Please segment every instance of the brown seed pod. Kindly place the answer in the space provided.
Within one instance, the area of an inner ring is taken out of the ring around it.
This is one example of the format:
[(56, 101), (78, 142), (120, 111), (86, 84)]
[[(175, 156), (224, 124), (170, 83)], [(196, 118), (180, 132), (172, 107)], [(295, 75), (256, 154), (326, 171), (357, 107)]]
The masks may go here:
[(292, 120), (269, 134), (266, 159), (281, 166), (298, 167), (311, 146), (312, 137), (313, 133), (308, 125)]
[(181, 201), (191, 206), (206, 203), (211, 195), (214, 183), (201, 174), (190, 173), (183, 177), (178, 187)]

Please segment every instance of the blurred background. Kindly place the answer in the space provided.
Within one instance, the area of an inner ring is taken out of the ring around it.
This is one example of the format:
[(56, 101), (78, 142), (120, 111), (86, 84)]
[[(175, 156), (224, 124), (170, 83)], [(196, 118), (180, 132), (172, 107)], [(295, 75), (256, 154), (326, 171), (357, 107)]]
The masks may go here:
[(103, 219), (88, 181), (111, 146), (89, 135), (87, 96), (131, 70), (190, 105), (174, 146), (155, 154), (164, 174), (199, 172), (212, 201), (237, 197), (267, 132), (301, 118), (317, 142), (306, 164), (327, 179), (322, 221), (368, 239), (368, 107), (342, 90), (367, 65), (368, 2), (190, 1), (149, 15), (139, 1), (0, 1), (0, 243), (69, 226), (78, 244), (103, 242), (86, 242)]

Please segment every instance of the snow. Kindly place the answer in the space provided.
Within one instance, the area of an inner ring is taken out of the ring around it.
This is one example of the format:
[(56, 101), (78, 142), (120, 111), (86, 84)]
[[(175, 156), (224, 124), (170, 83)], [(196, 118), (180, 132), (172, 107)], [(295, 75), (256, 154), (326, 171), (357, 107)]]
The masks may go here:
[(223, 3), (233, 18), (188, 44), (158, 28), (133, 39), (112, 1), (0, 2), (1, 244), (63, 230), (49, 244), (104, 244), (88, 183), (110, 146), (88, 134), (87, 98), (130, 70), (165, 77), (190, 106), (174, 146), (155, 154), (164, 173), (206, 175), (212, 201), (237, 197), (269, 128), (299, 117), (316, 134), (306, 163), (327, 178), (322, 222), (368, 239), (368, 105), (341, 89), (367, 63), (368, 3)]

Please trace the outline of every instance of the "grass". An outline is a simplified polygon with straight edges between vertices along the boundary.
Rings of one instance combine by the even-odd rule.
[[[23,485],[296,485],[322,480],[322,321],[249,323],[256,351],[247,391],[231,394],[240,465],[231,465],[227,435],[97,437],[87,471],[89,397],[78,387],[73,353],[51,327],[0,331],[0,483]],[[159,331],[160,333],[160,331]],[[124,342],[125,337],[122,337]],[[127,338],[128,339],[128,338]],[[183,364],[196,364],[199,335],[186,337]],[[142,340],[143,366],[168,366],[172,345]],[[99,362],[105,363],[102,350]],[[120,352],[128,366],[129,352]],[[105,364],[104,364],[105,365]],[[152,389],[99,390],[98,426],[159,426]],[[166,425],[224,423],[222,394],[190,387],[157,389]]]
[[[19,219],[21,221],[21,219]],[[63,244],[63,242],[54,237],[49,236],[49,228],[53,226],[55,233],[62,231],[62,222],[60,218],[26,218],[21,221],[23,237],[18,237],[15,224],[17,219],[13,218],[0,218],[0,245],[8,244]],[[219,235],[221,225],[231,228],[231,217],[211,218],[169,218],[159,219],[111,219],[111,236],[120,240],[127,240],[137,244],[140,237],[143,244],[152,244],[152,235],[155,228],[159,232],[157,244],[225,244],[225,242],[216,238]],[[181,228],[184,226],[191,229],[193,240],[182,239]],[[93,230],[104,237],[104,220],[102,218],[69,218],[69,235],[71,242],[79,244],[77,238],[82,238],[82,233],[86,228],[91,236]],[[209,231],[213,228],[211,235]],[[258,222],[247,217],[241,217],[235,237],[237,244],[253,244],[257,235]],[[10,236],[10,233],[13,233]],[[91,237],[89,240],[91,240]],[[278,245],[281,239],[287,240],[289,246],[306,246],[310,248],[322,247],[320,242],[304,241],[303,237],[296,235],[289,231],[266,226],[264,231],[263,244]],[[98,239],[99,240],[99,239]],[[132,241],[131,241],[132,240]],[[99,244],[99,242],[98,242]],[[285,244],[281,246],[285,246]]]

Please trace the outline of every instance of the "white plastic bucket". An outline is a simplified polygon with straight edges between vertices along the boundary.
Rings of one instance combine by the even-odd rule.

-.-.-

### WHAT TO DO
Write out only the rows from the very start through the line containing "242), (86, 242)]", both ends included and requests kept. Multiply every coordinate in the answers by 0.45 and round to whole numbers, with halves going up, but leave the numbers in the requests and their format samples unchanged.

### EXPECTED ANSWER
Please segment every instance of the brown seed pod. Kindly place the answer in the space provided.
Within one instance, the area of an inner ring is taken out of the ring around it.
This is one example of the format:
[(56, 101), (78, 142), (120, 111), (86, 84)]
[[(175, 156), (224, 124), (170, 83)], [(196, 118), (180, 132), (172, 107)], [(295, 75), (256, 154), (326, 171), (357, 107)]]
The masks may go here:
[(131, 54), (121, 60), (120, 72), (126, 75), (134, 75), (140, 66), (140, 62), (141, 60), (139, 56)]
[(81, 90), (86, 93), (93, 91), (95, 88), (96, 82), (90, 78), (86, 78), (82, 80), (80, 84)]

Please segment every instance of the blurred background. Kindly place the answer in the space provided.
Within one instance, the area of an inner ring is taken out of the ring around it.
This is one example of the format:
[(56, 101), (78, 142), (120, 111), (86, 84)]
[[(175, 156), (224, 124), (170, 83)], [(196, 118), (180, 132), (172, 107)], [(295, 75), (256, 154), (326, 171), (357, 107)]]
The masks may go here:
[(46, 99), (40, 81), (50, 66), (40, 61), (39, 43), (59, 32), (86, 47), (78, 66), (70, 69), (74, 78), (90, 77), (95, 90), (107, 89), (120, 59), (135, 53), (143, 64), (138, 74), (147, 81), (145, 99), (166, 108), (166, 48), (154, 41), (165, 29), (166, 1), (86, 0), (67, 7), (63, 0), (0, 0), (0, 109), (31, 102), (35, 110), (46, 109), (39, 109)]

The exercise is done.